**REQUIRED WORK:** From the records below, print exactly the lines starting at the one containing "Question. For every instance of the village, which" and ending at the one containing "Question. For every instance of the cruzjg14", ends included, and nothing else.
-- DATA SECTION follows --
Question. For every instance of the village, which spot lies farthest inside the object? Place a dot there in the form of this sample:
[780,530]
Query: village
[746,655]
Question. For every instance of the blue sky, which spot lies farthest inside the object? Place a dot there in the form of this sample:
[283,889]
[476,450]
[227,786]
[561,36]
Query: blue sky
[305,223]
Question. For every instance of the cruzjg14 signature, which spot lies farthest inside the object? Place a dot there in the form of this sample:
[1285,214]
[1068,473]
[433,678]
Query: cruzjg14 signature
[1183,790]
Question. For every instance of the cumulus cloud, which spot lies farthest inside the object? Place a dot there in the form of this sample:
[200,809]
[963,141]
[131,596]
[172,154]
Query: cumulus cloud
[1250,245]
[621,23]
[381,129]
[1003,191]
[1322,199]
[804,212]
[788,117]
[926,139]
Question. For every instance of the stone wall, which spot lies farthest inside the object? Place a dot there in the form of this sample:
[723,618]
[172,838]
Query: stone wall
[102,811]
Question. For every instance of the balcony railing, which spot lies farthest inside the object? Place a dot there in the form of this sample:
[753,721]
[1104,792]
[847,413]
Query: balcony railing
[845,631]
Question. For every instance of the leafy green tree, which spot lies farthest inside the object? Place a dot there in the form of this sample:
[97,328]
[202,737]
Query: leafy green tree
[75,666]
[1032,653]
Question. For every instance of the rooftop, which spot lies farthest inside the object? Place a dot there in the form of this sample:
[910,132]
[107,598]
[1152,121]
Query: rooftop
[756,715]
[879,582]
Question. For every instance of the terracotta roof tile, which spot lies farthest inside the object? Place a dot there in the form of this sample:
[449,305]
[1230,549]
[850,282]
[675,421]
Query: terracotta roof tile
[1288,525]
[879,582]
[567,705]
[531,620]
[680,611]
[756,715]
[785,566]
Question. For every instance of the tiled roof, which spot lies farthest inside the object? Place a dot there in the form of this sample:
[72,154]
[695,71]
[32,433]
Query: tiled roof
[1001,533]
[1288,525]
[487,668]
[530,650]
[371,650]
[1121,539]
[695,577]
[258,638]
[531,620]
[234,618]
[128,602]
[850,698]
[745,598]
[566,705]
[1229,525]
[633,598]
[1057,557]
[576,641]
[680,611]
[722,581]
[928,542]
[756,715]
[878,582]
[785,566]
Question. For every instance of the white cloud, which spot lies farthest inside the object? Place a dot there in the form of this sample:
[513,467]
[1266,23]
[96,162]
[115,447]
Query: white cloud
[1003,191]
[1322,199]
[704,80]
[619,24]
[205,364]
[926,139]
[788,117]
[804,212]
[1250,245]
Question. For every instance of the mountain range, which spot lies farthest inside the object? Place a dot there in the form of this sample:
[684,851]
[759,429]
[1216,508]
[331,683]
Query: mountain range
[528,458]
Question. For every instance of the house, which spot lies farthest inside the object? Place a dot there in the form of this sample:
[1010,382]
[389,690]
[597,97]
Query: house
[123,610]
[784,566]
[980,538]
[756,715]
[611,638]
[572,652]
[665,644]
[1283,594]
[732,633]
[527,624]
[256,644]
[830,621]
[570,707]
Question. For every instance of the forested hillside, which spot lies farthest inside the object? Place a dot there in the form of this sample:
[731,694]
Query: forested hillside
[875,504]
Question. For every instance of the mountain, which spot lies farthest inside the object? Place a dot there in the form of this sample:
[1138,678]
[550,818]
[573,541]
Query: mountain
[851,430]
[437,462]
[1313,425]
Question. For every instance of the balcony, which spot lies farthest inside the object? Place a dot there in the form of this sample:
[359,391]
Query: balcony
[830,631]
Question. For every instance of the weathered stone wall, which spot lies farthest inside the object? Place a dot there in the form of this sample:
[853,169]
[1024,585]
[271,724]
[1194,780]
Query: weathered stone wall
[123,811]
-- DATA SECTION concluded --
-- DATA SECTION follows --
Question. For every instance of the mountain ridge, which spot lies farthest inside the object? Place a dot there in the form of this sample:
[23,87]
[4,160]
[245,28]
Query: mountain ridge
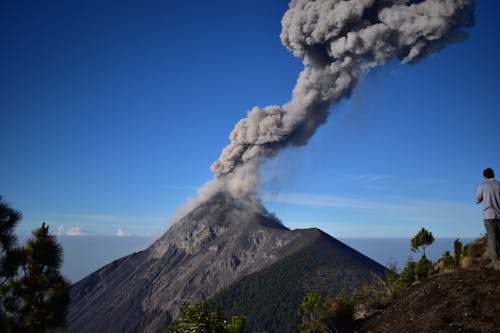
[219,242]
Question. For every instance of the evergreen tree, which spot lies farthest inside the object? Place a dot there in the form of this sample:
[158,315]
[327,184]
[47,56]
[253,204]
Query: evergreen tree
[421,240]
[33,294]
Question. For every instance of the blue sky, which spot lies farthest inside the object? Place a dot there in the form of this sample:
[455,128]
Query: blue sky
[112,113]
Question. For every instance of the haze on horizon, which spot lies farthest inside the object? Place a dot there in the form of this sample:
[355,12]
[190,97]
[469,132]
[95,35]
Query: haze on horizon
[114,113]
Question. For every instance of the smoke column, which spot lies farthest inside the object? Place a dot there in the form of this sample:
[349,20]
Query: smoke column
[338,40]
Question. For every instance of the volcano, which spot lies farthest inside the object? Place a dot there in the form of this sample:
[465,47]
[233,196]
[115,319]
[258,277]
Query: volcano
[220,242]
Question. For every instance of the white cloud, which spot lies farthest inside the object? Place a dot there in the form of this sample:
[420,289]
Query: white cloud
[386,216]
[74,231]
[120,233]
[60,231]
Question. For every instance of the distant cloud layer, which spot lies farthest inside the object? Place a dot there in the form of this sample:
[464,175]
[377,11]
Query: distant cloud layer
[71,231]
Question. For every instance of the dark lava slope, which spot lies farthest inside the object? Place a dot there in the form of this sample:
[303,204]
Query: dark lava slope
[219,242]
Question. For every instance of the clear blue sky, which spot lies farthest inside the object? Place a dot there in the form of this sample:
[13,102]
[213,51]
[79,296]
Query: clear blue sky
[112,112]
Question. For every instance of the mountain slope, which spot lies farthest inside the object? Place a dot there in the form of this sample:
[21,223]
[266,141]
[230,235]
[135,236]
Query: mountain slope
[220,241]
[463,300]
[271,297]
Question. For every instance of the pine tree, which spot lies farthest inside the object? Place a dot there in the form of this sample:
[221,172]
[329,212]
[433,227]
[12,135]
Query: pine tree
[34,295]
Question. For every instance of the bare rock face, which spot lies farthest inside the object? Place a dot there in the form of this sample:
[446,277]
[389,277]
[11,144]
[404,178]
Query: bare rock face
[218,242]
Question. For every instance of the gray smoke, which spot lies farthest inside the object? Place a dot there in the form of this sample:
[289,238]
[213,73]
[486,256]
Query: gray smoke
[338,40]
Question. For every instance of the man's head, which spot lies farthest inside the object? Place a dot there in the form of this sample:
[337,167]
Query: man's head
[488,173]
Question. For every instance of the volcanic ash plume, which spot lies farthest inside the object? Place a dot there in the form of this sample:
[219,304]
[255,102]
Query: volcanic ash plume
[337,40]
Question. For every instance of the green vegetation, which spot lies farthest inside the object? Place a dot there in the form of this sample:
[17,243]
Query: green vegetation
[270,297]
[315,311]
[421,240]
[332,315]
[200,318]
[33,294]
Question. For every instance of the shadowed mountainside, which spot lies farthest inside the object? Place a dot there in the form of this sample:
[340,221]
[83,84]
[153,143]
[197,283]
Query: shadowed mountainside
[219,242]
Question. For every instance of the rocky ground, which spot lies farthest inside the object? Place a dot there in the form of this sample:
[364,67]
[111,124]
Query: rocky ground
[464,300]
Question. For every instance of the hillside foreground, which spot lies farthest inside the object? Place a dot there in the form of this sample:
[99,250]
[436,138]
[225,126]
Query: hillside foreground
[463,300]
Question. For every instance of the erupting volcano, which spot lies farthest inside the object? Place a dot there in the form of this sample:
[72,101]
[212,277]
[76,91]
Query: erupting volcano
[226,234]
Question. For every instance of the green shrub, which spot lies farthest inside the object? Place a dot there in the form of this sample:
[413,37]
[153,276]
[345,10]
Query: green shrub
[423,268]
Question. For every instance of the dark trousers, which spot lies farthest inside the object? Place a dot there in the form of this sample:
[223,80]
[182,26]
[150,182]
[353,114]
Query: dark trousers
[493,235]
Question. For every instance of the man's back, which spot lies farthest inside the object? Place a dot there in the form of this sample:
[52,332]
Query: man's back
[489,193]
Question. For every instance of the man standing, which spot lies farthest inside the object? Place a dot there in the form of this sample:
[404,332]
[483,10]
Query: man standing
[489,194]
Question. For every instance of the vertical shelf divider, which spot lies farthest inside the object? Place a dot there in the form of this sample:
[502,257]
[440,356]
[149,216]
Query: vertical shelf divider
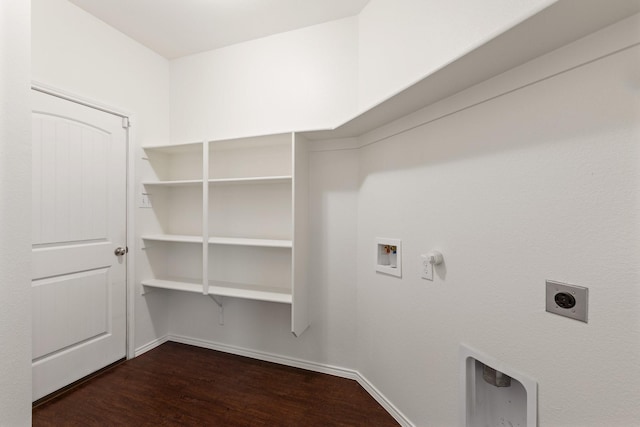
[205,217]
-- DATA SECTION concluded --
**SOLUTION FOR THIS TASK:**
Question. For every instance of the village, which spot lies farthest inside the object? Place a dot there in the form of this sample:
[780,530]
Query: village
[746,655]
Question. For every instance of the blue sky, which spot lies farthest inside the object? Place a dot there in the form of this sample:
[283,889]
[476,450]
[227,786]
[561,36]
Query: blue sky
[305,223]
Question. For every instance of the cruzjg14 signature, which spot lies farthest inside the object? Place a dot there in the form of this sample:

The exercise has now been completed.